> _Goal of the exercise_:
Look through the entries below and extract exactly the lines from the one containing "Where can the white wall" through the one containing "<point>391,146</point>", ends included.

> _Available records_:

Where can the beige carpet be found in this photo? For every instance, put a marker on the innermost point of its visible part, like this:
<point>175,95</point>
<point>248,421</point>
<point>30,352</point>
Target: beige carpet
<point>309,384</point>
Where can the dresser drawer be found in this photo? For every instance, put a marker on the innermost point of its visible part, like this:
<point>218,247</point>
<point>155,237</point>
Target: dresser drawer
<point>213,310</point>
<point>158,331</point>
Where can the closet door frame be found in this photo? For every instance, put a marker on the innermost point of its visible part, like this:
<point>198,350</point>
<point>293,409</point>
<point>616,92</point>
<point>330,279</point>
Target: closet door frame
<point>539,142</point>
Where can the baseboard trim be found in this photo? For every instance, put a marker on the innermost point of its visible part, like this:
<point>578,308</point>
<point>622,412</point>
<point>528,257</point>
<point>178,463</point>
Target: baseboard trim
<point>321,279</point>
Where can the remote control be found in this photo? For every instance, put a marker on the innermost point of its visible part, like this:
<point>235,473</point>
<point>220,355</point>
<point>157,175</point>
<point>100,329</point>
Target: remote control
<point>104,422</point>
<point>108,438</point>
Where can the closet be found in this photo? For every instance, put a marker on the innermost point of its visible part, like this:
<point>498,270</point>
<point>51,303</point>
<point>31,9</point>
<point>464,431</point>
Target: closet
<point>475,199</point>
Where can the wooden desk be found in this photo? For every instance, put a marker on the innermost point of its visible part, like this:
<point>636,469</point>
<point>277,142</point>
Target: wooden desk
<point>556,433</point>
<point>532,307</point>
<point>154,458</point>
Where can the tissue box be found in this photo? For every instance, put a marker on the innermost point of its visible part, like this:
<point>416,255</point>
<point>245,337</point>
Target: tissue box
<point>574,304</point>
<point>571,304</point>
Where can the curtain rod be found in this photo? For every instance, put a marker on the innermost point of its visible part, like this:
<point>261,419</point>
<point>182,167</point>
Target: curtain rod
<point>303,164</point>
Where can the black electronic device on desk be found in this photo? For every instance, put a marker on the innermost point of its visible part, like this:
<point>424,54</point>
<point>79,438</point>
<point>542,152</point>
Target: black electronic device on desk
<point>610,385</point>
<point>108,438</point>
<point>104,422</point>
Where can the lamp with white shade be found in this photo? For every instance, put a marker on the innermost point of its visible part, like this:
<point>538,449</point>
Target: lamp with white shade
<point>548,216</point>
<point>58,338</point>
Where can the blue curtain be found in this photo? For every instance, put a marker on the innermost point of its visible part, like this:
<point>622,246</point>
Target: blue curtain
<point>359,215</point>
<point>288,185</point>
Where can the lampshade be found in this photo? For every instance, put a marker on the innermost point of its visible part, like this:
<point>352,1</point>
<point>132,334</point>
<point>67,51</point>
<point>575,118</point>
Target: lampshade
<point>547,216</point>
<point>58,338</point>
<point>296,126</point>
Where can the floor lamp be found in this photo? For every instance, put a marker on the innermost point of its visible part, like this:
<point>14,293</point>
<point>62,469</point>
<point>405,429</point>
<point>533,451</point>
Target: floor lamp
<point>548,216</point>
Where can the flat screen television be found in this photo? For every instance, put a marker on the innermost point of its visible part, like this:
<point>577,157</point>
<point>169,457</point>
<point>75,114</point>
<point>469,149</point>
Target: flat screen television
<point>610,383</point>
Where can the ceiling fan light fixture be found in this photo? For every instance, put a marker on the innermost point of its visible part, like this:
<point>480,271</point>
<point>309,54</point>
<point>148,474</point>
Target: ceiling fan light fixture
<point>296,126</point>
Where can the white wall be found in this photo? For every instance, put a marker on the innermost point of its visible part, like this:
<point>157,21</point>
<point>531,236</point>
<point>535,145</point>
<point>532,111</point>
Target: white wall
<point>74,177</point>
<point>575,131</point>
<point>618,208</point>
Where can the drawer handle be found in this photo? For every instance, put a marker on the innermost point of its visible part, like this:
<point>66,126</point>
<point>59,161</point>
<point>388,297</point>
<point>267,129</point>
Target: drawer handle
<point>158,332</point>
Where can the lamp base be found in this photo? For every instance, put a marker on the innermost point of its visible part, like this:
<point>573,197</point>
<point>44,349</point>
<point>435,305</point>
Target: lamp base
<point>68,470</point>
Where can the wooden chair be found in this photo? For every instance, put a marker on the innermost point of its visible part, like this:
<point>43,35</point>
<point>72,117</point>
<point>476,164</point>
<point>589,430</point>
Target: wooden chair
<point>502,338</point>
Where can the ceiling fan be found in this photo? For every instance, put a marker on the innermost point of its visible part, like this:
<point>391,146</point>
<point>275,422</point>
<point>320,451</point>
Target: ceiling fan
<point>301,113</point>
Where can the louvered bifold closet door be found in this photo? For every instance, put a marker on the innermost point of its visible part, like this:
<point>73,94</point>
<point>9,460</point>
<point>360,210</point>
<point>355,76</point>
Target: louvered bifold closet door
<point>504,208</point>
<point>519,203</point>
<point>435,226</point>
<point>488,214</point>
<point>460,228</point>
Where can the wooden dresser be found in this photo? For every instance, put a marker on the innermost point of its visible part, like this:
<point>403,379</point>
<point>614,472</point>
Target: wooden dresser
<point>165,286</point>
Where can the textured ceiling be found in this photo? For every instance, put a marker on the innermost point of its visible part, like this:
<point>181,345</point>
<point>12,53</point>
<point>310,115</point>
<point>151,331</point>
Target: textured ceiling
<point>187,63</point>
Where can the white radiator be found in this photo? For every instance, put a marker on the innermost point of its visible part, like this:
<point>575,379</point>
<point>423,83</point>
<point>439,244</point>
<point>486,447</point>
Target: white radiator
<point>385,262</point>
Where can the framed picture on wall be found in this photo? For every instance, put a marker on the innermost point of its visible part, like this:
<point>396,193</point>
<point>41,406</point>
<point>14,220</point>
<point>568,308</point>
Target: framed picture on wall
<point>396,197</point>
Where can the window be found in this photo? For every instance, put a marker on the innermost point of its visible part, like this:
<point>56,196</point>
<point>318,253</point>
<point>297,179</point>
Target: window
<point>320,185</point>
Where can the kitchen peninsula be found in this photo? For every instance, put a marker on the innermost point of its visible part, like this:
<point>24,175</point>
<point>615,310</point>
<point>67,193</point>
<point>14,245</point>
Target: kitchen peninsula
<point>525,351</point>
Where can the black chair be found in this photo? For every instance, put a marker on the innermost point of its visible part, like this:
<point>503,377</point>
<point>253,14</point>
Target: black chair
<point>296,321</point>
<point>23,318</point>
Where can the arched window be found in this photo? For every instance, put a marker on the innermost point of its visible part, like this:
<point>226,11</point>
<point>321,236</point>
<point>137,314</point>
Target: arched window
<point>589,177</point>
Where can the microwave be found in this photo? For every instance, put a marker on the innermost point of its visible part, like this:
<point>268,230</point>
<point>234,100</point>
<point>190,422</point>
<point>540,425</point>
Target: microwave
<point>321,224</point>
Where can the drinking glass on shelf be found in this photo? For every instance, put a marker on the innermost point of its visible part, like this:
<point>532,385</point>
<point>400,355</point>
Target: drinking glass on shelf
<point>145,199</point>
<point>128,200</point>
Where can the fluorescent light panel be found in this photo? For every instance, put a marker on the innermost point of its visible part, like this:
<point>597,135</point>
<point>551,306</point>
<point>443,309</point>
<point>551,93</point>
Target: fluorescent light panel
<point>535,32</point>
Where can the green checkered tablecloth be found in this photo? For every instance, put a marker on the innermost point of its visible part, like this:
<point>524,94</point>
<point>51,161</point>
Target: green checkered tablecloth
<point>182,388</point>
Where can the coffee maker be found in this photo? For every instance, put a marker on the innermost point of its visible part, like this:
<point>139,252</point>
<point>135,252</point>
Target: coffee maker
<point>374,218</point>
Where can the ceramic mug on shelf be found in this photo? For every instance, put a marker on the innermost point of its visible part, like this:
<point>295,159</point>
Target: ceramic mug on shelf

> _Finished exercise_:
Where can the white wall be found in this photo? For every instance, put a marker on the innermost point of its visible part, like this:
<point>157,21</point>
<point>531,236</point>
<point>535,145</point>
<point>532,111</point>
Target: white wall
<point>74,177</point>
<point>575,131</point>
<point>618,208</point>
Where can the drawer handle be found in this photo? For every instance, put a marker on the innermost point of its visible part, like this:
<point>66,126</point>
<point>59,161</point>
<point>388,297</point>
<point>267,129</point>
Target: drawer handle
<point>158,332</point>
Where can the lamp base be found in this photo? For every instance, put a marker on the innermost point of its visible part, like this:
<point>573,197</point>
<point>44,349</point>
<point>435,305</point>
Target: lamp base
<point>68,470</point>
Where can the wooden chair be found in this photo? For every instance, put a marker on the innermost point of its visible part, like this:
<point>43,35</point>
<point>72,117</point>
<point>476,164</point>
<point>589,430</point>
Target: wooden chair
<point>502,338</point>
Where can the ceiling fan be found in this photo? For every instance, put a marker on the innermost point of its visible part, like this:
<point>391,146</point>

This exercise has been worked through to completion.